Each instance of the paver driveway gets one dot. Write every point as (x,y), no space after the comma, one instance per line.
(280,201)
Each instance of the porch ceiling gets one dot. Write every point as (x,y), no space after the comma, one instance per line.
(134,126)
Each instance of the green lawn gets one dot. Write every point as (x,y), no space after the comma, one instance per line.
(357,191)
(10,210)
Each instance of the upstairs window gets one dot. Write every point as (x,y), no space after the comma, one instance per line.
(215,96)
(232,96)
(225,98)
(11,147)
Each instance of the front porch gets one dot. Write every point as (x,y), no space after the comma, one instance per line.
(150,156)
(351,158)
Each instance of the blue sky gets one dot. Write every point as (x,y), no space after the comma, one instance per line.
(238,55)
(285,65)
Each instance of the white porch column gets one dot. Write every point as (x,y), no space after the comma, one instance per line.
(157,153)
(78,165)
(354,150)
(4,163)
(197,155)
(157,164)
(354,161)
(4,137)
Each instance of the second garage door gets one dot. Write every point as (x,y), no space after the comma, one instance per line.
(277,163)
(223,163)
* * *
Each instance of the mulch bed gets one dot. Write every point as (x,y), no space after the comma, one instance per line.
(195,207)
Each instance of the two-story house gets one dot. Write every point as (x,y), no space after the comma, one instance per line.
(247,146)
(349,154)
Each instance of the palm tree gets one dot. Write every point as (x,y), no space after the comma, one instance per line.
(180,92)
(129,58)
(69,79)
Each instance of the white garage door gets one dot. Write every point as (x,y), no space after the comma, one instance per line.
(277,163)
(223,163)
---
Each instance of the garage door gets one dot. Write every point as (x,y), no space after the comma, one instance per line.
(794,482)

# Written instruction:
Find every line in the records that contains the word "white" and copy each of those lines in full.

# Solution below:
Each instance of the white porch column gets one dot. Write every point as (x,y), no space after the comma, one instance per line.
Each instance of the white garage door gets one dot. Write every point as (x,y), no space after the comma, one instance per line.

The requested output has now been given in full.